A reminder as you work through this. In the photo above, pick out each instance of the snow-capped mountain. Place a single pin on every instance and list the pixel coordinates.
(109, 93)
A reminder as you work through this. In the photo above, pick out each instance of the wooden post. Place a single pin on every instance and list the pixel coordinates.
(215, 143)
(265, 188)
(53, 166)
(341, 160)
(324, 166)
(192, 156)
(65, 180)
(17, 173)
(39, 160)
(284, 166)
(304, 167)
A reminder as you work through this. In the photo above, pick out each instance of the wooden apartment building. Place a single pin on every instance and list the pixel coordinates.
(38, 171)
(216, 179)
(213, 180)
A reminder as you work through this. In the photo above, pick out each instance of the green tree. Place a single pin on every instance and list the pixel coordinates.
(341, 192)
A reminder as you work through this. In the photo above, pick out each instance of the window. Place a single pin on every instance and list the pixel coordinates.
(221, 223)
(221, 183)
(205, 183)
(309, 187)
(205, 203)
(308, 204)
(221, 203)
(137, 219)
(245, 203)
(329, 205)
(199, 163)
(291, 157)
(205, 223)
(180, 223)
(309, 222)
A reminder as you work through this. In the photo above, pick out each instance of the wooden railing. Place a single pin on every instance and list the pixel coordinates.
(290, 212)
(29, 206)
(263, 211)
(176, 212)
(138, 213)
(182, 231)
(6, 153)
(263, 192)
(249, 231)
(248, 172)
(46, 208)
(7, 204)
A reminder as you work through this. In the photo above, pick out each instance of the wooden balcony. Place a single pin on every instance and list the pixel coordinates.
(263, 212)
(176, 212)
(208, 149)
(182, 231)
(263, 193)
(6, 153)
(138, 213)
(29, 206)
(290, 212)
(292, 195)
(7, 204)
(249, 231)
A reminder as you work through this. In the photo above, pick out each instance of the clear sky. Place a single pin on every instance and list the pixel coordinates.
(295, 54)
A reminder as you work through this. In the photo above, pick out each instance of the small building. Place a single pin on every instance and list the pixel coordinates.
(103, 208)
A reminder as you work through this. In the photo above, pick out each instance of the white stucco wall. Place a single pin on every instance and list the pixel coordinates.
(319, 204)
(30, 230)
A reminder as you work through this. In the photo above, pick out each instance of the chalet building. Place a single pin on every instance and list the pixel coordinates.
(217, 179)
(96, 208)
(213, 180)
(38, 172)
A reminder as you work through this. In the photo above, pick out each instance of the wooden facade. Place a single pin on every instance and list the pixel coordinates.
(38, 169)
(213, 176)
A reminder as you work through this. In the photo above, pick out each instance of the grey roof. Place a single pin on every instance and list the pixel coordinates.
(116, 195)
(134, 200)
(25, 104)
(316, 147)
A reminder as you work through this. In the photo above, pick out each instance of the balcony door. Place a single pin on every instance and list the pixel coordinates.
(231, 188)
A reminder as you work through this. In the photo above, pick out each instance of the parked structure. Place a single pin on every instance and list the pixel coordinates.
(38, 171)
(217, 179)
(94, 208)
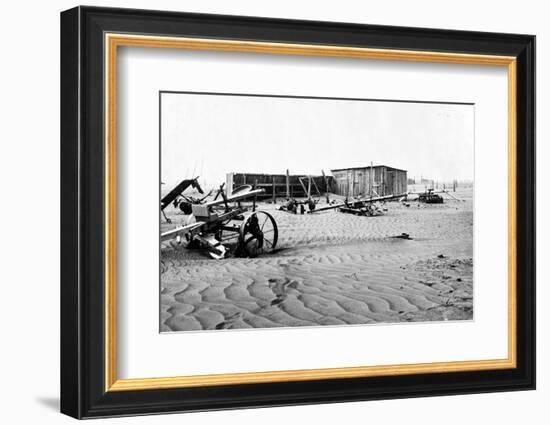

Given request> Format the lines above as a Markdown table with two columns, "No" for the row number and "Line" for the line itself, skipping any blank lines. Leave the pictures out.

Exercise answer>
| No | Line |
|---|---|
| 1 | A reminder as you work through this. In the photo above, pick out each instance of the snow-capped mountain. Place a single pin on every instance and list the pixel coordinates. |
| 2 | (109, 93) |
| 3 | A reminder as you work through this. In the photo above, pick out each instance of the wooden post. Place a single pin on every instance and list the pixel coordinates. |
| 4 | (215, 143) |
| 5 | (265, 188) |
| 6 | (53, 166) |
| 7 | (341, 160) |
| 8 | (324, 166) |
| 9 | (192, 156) |
| 10 | (65, 180) |
| 11 | (17, 173) |
| 12 | (39, 160) |
| 13 | (284, 166) |
| 14 | (304, 167) |
| 15 | A reminder as you work through this. In the photo above, pick out each instance of the wooden apartment building. Place a single pin on every instance and list the pixel coordinates. |
| 16 | (38, 171) |
| 17 | (216, 179) |
| 18 | (213, 180) |
| 19 | A reminder as you work through this. In the photo above, pick out each instance of the green tree. Place a single pin on every instance and list the pixel coordinates. |
| 20 | (341, 192) |
| 21 | A reminder as you work through this. In the photo above, pick out each instance of the window. Place a single pin on every instance and list the pixel coordinates. |
| 22 | (221, 223) |
| 23 | (221, 183) |
| 24 | (205, 183) |
| 25 | (309, 187) |
| 26 | (205, 203) |
| 27 | (308, 204) |
| 28 | (221, 203) |
| 29 | (137, 219) |
| 30 | (245, 203) |
| 31 | (329, 205) |
| 32 | (199, 163) |
| 33 | (291, 157) |
| 34 | (205, 223) |
| 35 | (180, 223) |
| 36 | (309, 222) |
| 37 | A reminder as you work through this. In the photo above, pick out each instance of the wooden railing. Place a single pin on every instance and list the pixel coordinates. |
| 38 | (290, 212) |
| 39 | (29, 206) |
| 40 | (263, 211) |
| 41 | (176, 212) |
| 42 | (138, 213) |
| 43 | (182, 231) |
| 44 | (6, 153) |
| 45 | (263, 192) |
| 46 | (249, 231) |
| 47 | (248, 172) |
| 48 | (46, 208) |
| 49 | (7, 204) |
| 50 | A reminder as you work through this. In the photo above, pick out each instance of the wooden balcony. Place a single pin on every instance and list the pixel coordinates. |
| 51 | (263, 212) |
| 52 | (176, 212) |
| 53 | (208, 149) |
| 54 | (182, 231) |
| 55 | (263, 193) |
| 56 | (6, 153) |
| 57 | (138, 213) |
| 58 | (29, 206) |
| 59 | (290, 212) |
| 60 | (292, 195) |
| 61 | (7, 204) |
| 62 | (249, 231) |
| 63 | A reminder as you work through this. In the photo above, pick out each instance of the clear sky. Place a single pin on every instance and list the pixel coordinates. |
| 64 | (295, 54) |
| 65 | A reminder as you work through this. In the photo above, pick out each instance of the small building. Place a single pin on every instance and list the pixel coordinates. |
| 66 | (103, 208) |
| 67 | A reminder as you work through this. In the photo above, pick out each instance of the white stucco wall. Place a single pin on every instance and list the pixel coordinates. |
| 68 | (319, 204) |
| 69 | (30, 230) |
| 70 | A reminder as you work through this. In the photo above, pick out each instance of the chalet building. Place a single pin on every instance and list the pixel coordinates. |
| 71 | (217, 179) |
| 72 | (96, 208) |
| 73 | (213, 180) |
| 74 | (38, 172) |
| 75 | A reminder as you work through this. In the photo above, pick out each instance of the wooden facade. Place a single pin on every instance and list the pixel coordinates. |
| 76 | (38, 169) |
| 77 | (213, 176) |
| 78 | A reminder as you work through this. In the photo above, pick out each instance of the grey roof. Place a single pin on every instance and list the pixel coordinates. |
| 79 | (116, 195) |
| 80 | (134, 200) |
| 81 | (25, 104) |
| 82 | (316, 147) |
| 83 | A reminder as you work through this. In the photo above, pick out each instance of the balcony door. Place a single pin on every instance and list the pixel coordinates. |
| 84 | (231, 188) |
| 85 | A reminder as you work through this. In the photo above, pick out each instance of the parked structure. Place a single pin on every instance and list the pixel coordinates. |
| 86 | (38, 171) |
| 87 | (217, 179) |
| 88 | (94, 208) |